表2に示すとおり、実施例1〜8のガスケットを用いたシリンジは、比較例1のガスケットと同等の、100mm/minを境にして低い試験速度では摺動抵抗値が減少していることがわかり、薬剤を静脈内注射するのに適した速度における摺動性がより良好であることがわかった。
なお、各試験におけるサンプル数は10とし、表の数値はそれらの平均値である。
【0051】
また、シリンジ用外筒の形成材料として、ガラス(塩谷硝子株式会社製)を用いて、
図5に示す形状のシリンジ用外筒を作製した。シリンジ用外筒の円筒部分の内径は、23mm、長さは、76mmであった。また、プランジャーの形成材料として、ポリプロピレン(日本ポリケム株式会社製)を用いて、射出成形により、
図5に示す形状のプランジャーを作製した。
そして、上記のシリンジ用外筒、実施例1〜8及び比較例1のガスケット、上記のプランジャーを組み立て、シリンジを作製した。その後、精製水20mLを外筒内へ注入し、上記同様、オートグラフ(機種名 EZ−Test、島津製作所株式会社製)により摺動抵抗値を測定した。具体的には、シリンジの先端およびプランジャーの後端をオートグラフの測定対象物固定部に固定し、プランジャーを20、50、100、500mm/minの速度で45mm降下させたときの最大摺動抵抗値(N)を計測したところ、表3に示すような結果となった。

### 作業指示
**1)** シリンジの摺動抵抗試験の本文によると、シリンジ用外筒の円筒部分の内径は何mmか。
**2)** シリンジの摺動抵抗試験の本文のうち、「表2に示すとおり、実施例1〜」から始まり「3に示すような結果となった。」までの部分を書き直せ。その際、「プランジャー」を「押し子」に置き換えること。
**3)** シリンジの摺動抵抗試験の本文を、最後の文の続きから書き進めよ。

### 提供データ
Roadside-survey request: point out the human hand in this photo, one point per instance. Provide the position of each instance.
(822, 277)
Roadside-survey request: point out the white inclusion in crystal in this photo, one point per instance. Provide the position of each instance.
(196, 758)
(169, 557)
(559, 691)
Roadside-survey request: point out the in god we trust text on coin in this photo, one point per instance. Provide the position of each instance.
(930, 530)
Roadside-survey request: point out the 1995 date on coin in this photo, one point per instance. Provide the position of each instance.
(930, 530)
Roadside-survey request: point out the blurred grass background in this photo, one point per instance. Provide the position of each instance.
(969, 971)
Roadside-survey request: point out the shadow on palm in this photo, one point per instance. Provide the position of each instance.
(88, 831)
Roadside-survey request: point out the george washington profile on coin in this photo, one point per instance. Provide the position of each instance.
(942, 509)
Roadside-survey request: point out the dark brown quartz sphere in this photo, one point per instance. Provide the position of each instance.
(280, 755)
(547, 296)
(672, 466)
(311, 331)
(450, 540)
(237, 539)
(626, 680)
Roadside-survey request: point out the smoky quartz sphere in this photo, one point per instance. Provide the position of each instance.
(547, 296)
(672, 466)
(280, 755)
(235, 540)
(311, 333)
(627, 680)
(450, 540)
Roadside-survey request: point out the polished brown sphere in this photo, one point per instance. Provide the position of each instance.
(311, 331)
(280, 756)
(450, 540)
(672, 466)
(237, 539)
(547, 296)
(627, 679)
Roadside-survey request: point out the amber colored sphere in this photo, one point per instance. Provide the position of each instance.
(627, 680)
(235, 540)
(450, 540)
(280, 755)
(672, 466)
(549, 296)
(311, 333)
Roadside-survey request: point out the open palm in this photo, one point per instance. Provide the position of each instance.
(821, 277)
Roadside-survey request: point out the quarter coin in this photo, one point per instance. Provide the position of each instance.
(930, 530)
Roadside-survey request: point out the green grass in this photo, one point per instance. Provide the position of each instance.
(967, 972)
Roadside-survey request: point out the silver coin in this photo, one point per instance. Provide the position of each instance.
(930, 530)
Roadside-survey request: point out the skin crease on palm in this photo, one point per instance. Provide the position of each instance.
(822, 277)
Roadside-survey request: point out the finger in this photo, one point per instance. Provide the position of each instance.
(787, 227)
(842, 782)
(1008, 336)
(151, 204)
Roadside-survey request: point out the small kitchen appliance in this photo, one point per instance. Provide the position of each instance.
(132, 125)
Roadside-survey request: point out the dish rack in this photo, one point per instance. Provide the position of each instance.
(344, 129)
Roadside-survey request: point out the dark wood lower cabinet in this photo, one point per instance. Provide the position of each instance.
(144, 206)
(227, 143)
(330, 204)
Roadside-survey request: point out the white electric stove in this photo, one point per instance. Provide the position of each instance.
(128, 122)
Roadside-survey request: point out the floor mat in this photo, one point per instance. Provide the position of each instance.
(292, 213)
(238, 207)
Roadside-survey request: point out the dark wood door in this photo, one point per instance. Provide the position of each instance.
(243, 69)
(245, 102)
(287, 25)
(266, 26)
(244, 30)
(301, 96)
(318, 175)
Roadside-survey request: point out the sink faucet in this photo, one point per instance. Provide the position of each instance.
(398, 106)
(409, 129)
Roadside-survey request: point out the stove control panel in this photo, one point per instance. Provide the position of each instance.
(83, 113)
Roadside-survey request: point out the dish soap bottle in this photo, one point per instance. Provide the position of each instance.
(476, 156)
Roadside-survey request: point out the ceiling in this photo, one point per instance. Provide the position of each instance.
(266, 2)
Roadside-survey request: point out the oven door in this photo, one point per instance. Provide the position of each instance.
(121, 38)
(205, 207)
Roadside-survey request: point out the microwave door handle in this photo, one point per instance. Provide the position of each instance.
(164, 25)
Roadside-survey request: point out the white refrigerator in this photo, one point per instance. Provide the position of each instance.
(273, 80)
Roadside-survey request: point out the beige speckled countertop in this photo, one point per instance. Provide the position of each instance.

### 回答
**1)** 23mm。

**2)**
表2に示すとおり、実施例1〜8のガスケットを用いたシリンジは、比較例1のガスケットと同等の、100mm/minを境にして低い試験速度では摺動抵抗値が減少していることがわかり、薬剤を静脈内注射するのに適した速度における摺動性がより良好であることがわかった。
なお、各試験におけるサンプル数は10とし、表の数値はそれらの平均値である。
【0051】
また、シリンジ用外筒の形成材料として、ガラス(塩谷硝子株式会社製)を用いて、
図5に示す形状のシリンジ用外筒を作製した。シリンジ用外筒の円筒部分の内径は、23mm、長さは、76mmであった。また、押し子の形成材料として、ポリプロピレン(日本ポリケム株式会社製)を用いて、射出成形により、
図5に示す形状の押し子を作製した。
そして、上記のシリンジ用外筒、実施例1〜8及び比較例1のガスケット、上記の押し子を組み立て、シリンジを作製した。その後、精製水20mLを外筒内へ注入し、上記同様、オートグラフ(機種名 EZ−Test、島津製作所株式会社製)により摺動抵抗値を測定した。具体的には、シリンジの先端および押し子の後端をオートグラフの測定対象物固定部に固定し、押し子を20、50、100、500mm/minの速度で45mm降下させたときの最大摺動抵抗値(N)を計測したところ、表3に示すような結果となった。

**3)**
【0053】
(実験2:滅菌済み注射筒基準に規定された圧力試験)
シリンジ用外筒の形成材料として、ポリプロピレン(日本ポリケム株式会社製)を用いて、射出成形により、
図5に示す形状のシリンジ用外筒を作製した。シリンジ用外筒の円筒部分の内径は、29mm、長さは、121mmであった。また、プランジャーの形成材料として、ポリプロピレン(日本ポリケム株式会社製)を用いて、射出成形により、
図5に示す形状のプランジャーを作製した。
そして、上記のシリンジ用外筒、実施例1〜8及び比較例1の各ガスケット、上記のプランジャーを組み立て、シリンジを作製した。
滅菌済みのプラスチック製の注射筒であり、そのまま直ちに使用でき、かつ、1回限りの使用で使い捨てる滅菌済み注射筒基準(平成10年12月11日医薬発第1079号医薬安全局長通知)における圧力試験に規定されている試験を実施した。その結果を表1に示した。
なお、試験におけるサンプル数は5とし、全て適合した場合、「適合」とした。
【0054】
(実験3:高浸透性液体密封性試験)
シリンジ用外筒の形成材料として、ポリプロピレン(日本ポリケム株式会社製)を用いて、射出成形により、
図5に示す形状のシリンジ用外筒を作製した。シリンジ用外筒の円筒部分の内径は、29mm、長さは、121mmであった。また、プランジャーの形成材料として、ポリプロピレン(日本ポリケム株式会社製)を用いて、射出成形により、
図5に示す形状のプランジャーを作製した。
そして、上記のシリンジ用外筒、実施例1〜8及び比較例1の各ガスケット、上記のプランジャーを組み立て、シリンジを作製した。
その後、プラスチック製軟包材ヒートシール部の密封性試験に用いられるエージレス(登録商標)チェッカー(三菱瓦斯化学株式会社製)を用い、密封性試験(シリンジの先端部に封止部材を嵌めて40mLを密封)を実施した。室温で一晩放置し、ガスケット摺動部からの液漏れを目視観察した結果を表1に示した。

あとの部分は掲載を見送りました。